Extrait fourni:
○ ○ ○ ○
ETHIQUE DES ROBOTS : SANS LIMITES

La frontière entre l’acceptable et l’inacceptable est souvent dépendante des modes et des époques : ainsi en va-t-il des robots. et parce qu’il est également illusoire de croire que les considérations éthiques fonctionnent par seuil, il se pourrait bien que nous finissions par atteindre demain, par petits pas, ce qui était inenvisageable hier. Voici un petit pot-pourri des enjeux.


Questions de seuil

Alors que j’étais en charge des technologies communes à la DGA, j’avais observé qu’il existait un frein déontologique aux développements technologiques et à leurs applications que j’appelais le « mur de l’éthique » qui prohibait, entre autres, l’automatisation extrême. Mais les murs sont parfois mobiles. Il suffit pour s’en convaincre d’imaginer une situation inacceptable pour se rendre compte que le chemin qui y mène depuis l’acceptable peut être parfaitement continu et sans ruptures. Est-il acceptable de créer des clones de combattants qui seront particulièrement exposés pour disposer de pièces de rechange ? Non. Et si ce sont des clones sans cerveau ? Aujourd’hui non. Est-il acceptable de cultiver un organe de rechange ? Probablement oui. De la peau de rechange ? Oui. Puisque certains coureurs du tour de France se dopent pour gagner, les soldats peuvent-ils se doper pour gagner la guerre ? Hier oui, aujourd’hui en France probablement non. Peut-on faire un tri génétique des soldats pour optimiser leurs chances de survie dans un environnement particulier ? Hier non, demain peut-être. Peut-on ne pas affecter dans le désert des blonds à la peau fragile ? Les médecins de mon service avaient tous des avis différents…

Ça commence plutôt bien : les 4D

Créés essentiellement pour épargner aux humains des risques inutiles, les robots sont particulièrement adaptés aux missions dites « 4D » : Dull, Dirty (terme ambigu…), Distant et Dangerous. Moyennant quelques contraintes techniques, les robots sont utiles et appréciés. Dans cette configuration idéale, la limite est toute trouvée : tout ce qui nécessite une décision relève de l’humain. Même les ONG anti-robots s’en satisfont. Toute la question est de savoir quelles décisions il faut absolument remettre au jugement humain. Celle de frapper ? Les obus et munitions à identification autonome s’en affranchissent déjà. Celle consistant à autoriser le tir ? Nous utilisons depuis plus de 40 ans des systèmes d’autodéfense qui, sans la moindre intervention humaine, détectent, caractérisent et désignent leur cible, choisissent les armes à mettre en œuvre, puis tirent, détruisent et rendent compte du résultat. Depuis plus de 30 ans nous nous servons de systèmes dotés de logiciels fonctionnant non pas suivant une logique déterministe et maîtrisée, mais d’après une liste de règles d’intelligence artificielle. Depuis plus de 20 ans les automates boursicoteurs échangent, dans le respect de règles plus ou moins strictes, d’énormes sommes d’argent sur les places financières, et tiennent parfois de facto, dans des mains qu’ils n’ont pas, le sort de populations entières.
○ ○ ○ ○
Données extraites:
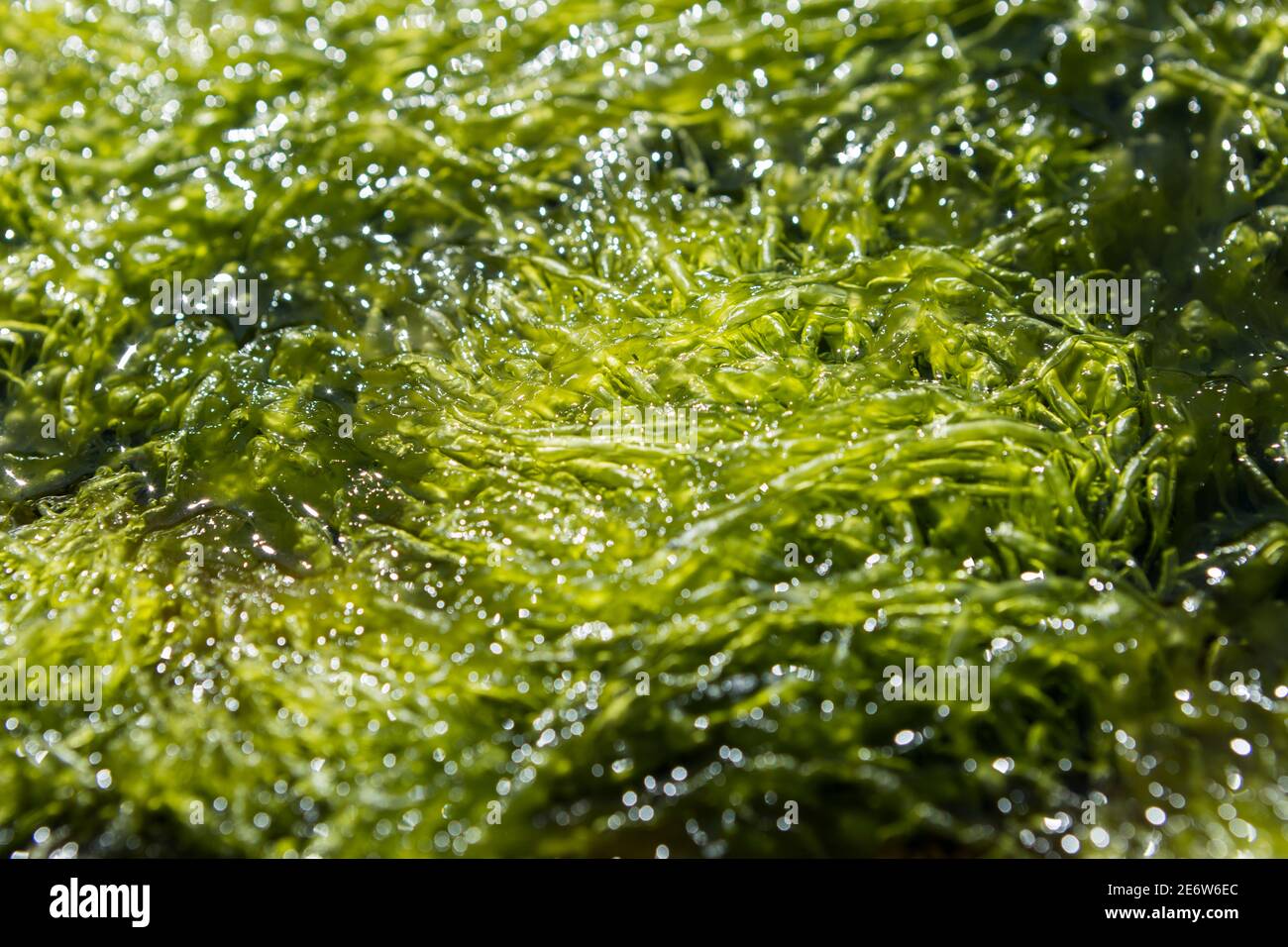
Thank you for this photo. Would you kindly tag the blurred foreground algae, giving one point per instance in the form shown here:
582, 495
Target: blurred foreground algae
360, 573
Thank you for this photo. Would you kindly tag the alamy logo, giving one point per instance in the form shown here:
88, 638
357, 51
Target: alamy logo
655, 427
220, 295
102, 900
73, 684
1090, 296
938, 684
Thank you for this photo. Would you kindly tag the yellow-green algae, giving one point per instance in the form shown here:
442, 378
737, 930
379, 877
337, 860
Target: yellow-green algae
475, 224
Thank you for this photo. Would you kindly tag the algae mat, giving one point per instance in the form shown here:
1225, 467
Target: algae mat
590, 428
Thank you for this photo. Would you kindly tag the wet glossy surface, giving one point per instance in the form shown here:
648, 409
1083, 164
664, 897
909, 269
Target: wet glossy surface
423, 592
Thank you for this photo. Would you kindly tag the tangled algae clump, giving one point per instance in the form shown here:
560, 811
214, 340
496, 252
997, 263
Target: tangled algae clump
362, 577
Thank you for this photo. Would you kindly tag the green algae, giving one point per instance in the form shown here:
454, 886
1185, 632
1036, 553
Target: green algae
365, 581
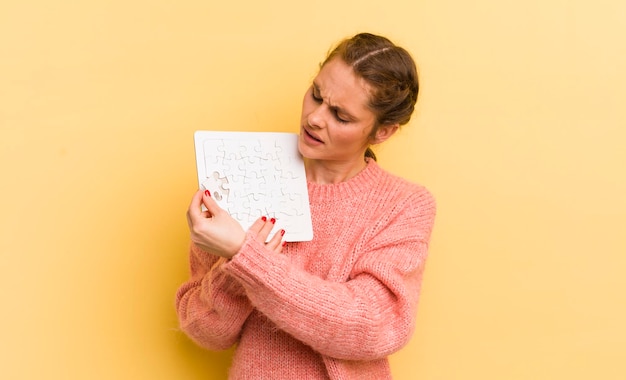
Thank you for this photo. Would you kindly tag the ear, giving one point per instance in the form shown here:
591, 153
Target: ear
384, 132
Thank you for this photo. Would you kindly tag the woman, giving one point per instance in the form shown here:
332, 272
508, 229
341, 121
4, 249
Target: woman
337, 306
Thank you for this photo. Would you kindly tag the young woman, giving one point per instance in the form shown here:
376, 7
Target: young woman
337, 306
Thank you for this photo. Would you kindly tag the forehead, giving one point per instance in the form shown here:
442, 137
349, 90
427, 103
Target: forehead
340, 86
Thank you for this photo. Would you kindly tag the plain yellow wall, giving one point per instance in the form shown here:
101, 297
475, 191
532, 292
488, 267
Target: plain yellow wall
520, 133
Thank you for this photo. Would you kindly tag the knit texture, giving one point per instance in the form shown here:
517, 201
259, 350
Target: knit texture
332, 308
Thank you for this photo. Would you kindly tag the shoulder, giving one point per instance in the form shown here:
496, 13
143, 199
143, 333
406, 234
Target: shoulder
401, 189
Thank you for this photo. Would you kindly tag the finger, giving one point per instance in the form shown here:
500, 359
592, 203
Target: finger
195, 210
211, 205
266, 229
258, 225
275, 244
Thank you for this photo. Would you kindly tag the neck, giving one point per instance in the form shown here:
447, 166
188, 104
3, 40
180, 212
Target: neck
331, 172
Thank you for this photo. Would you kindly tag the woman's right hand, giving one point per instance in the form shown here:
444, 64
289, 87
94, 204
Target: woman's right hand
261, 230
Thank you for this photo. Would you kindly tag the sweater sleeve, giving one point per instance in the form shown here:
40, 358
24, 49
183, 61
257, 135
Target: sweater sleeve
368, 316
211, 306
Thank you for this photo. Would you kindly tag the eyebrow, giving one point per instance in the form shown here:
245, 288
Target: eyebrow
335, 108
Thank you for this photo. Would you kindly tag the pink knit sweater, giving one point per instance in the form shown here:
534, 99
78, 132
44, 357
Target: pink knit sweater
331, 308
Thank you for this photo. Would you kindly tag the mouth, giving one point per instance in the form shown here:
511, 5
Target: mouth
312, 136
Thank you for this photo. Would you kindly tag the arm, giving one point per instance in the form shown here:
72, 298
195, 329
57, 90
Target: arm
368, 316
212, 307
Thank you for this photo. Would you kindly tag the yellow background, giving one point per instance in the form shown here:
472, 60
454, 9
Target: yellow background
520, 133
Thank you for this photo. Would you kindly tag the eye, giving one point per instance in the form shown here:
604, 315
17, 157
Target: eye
○ ○ ○ ○
Consigne donnée 1:
Relevez dans le texte sur l'éthique des robots les quatre termes anglais qui désignent les missions dites « 4D ».
Consigne donnée 2:
Recopiez mot pour mot le passage du texte sur l'éthique des robots qui va de « ETHIQUE DES ROBOTS » jusqu'à « pot-pourri des enjeux. ».
Consigne donnée 3:
Reprenez le texte sur l'éthique des robots là où il s'arrête et poursuivez-le.

Résultat obtenu 1:
Dull, Dirty, Distant, Dangerous

Résultat obtenu 2:
ETHIQUE DES ROBOTS : SANS LIMITES

La frontière entre l’acceptable et l’inacceptable est souvent dépendante des modes et des époques : ainsi en va-t-il des robots. et parce qu’il est également illusoire de croire que les considérations éthiques fonctionnent par seuil, il se pourrait bien que nous finissions par atteindre demain, par petits pas, ce qui était inenvisageable hier. Voici un petit pot-pourri des enjeux.

Résultat obtenu 3:
Premiers dérapages

Noyé sous un flot croissant d’informations, l’homme est assisté dans sa recherche de données par des robots toujours plus puissants, et la possibilité qu’un « super-cerveau » omniscient à la Google puisse être implanté dans le corps humain sous forme de puce relève chaque jour un peu moins de la chimère … Tel sera peutêtre l’homme du futur que nous décrivent avec enthousiasme les tenants du transhumanisme, être hybride mi-humain/mi-machine, artificiellement « augmenté » pour soutenir le rythme fou que lui impose une technologie devenue non maîtrisable. Sans aller jusqu’à une telle extrémité, plaçons nous dans l’hypothèse où l’homme futur sera accompagné de robots faisant corps avec lui. La privatisation croissante du génome humain pose dès à présent la question du statut juridique du gène : invention de laboratoire ou patrimoine de l’humanité ? Nous répondons aujourd’hui patrimoine commun, mais qu’en sera-t-il lorsque les gènes auront été transformés par l’intervention humaine ? Il se pourrait bien que l’homme finisse par ne plus pouvoir disposer de lui-même.

D’autres risques …

L’utilisation de robots à des fins militaires est une autre réalité qui s’impose à nous avec une ampleur nouvelle depuis déjà plusieurs années. Mais alors que le monde militaire opérationnel pourrait se saisir à bras le corps de cette question cruciale, force est de constater que les doctrines actuelles se contentent de rappeler l’importante mais monotone fameuse « place de l’homme dans la boucle », sans portée prospective aucune.

La réflexion doctrinale de l’état-major des armées sur la ROBOTISATION DE LA TROISIEME DIMENSION (JUILLET 2009)

Orientations (extraits) : examiner les possibilités offertes par les drones armés ; maintenir l’homme dans la boucle pour le contrôle (décision, notamment en cas d’emploi de la force armée) et adopter une démarche prudente et mesurée pour développer l’autonomie d’action des robots. 

A cette situation s’ajoute la dévaluation morale dont pâtit l’opérateur de drone (qui ne bénéficie pas de l’aura des « vrais » pilotes), dévaluation dont les effets sur la qualité du recrutement pourraient s’avérer catastrophiques, alors même que l’importance croissante des robots exigerait au contraire de leurs utilisateurs des qualités humaines irréprochables. Enfin, l’interconnexion croissante de robots dont on ne pourra probablement jamais garantir la totale fiabilité des logiciels, constitue une menace réelle.

Qui est coupable ?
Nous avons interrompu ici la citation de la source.